*** Opening Provided text ***
Net leases are becoming real estate’s bond replacement

As retail and office sectors trend toward volatility, the steady returns of sale-and-leaseback strategies are becoming attractive fixed-income substitutes.

While transaction volumes have been lower during the pandemic, net lease strategies have been finding outsized success.

Last week, Apollo Global Management led a group of investors in acquiring a $5.5 billion portfolio of properties in Abu Dhabi on one such contract. Fellow private equity giant KKR is pursuing a similar strategy in Japan.

Deals like this are propping up investment volumes for the private real estate sector. In the US, sale-and-leaseback arrangements accounted for a record 20.2 percent of commercial real estate transactions last quarter, according to a report by CBRE, nearly double the long-term average.

The environment is ideal for triple-net lease acquisitions. Companies languishing under the economic strains of the pandemic can sell their underlying real estate to generate much-needed liquidity. Real estate investors, for their part, get something almost as hard to come by: bond-like returns.

Real estate’s primary appeal to institutional capital since the global financial crisis has been as an alternative to fixed-income instruments. With central banks set to hold benchmark interest rates near zero for the foreseeable future, the need for reliable yields has only increased during the covid-19 era.

Yet, at the same time, traditionally structured real estate deals are trending more toward the cyclical fluctuation of stock markets than the steady income flow of bonds. This is most evident in the two longstanding pillars of core real estate: office and retail. The rise of flexible offices and e-commerce have upended the long-term leasing models that made these assets so attractive to investors. The relative ease with which people adjusted to working and shopping primarily from home has only made matters worse for the property types.
*** Closing Provided text ***
*** Opening Data ***
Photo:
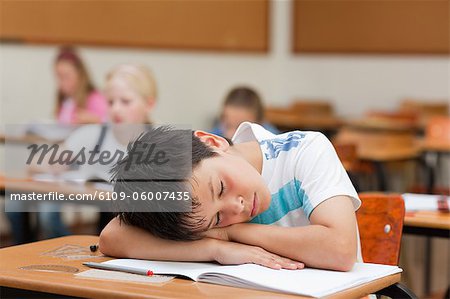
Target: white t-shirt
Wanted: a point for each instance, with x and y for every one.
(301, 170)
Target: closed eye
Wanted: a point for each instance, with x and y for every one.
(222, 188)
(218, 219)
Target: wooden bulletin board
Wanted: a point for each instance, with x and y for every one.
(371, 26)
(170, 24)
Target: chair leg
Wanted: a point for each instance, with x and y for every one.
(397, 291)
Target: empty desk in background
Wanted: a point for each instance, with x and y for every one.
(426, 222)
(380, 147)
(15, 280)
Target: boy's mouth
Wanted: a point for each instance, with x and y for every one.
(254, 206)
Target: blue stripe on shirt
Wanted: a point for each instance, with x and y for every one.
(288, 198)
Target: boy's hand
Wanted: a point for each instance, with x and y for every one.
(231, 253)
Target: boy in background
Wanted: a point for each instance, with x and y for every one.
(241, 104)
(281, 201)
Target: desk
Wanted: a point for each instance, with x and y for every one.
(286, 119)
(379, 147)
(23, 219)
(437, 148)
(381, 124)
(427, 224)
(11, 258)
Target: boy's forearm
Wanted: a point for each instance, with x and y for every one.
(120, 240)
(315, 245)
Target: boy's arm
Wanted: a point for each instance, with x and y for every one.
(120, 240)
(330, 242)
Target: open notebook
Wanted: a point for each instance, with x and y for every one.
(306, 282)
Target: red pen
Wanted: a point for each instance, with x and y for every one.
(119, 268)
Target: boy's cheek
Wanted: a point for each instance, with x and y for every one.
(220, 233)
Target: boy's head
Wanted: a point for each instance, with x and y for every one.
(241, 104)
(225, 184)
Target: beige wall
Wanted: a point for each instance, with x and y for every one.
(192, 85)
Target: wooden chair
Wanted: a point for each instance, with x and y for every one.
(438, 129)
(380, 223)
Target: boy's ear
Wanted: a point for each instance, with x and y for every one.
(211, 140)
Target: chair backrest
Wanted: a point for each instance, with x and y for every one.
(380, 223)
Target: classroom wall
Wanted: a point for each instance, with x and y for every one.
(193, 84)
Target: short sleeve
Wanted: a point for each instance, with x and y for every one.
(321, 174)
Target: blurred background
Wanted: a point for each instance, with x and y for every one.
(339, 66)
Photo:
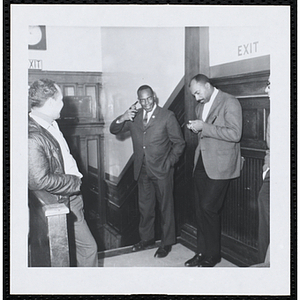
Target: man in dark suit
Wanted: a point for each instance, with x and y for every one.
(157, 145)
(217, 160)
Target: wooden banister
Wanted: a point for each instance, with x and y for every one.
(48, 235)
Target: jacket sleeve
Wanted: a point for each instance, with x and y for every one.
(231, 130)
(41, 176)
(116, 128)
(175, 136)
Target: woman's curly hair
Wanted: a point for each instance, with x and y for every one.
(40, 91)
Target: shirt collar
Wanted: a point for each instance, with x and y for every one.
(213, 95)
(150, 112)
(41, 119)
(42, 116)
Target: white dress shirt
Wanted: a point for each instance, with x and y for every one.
*** Closing Data ***
Copy the passage of the net lease article between "Deals like this" and "the covid-19 era.", inclusive.

Exercise output.
Deals like this are propping up investment volumes for the private real estate sector. In the US, sale-and-leaseback arrangements accounted for a record 20.2 percent of commercial real estate transactions last quarter, according to a report by CBRE, nearly double the long-term average.

The environment is ideal for triple-net lease acquisitions. Companies languishing under the economic strains of the pandemic can sell their underlying real estate to generate much-needed liquidity. Real estate investors, for their part, get something almost as hard to come by: bond-like returns.

Real estate’s primary appeal to institutional capital since the global financial crisis has been as an alternative to fixed-income instruments. With central banks set to hold benchmark interest rates near zero for the foreseeable future, the need for reliable yields has only increased during the covid-19 era.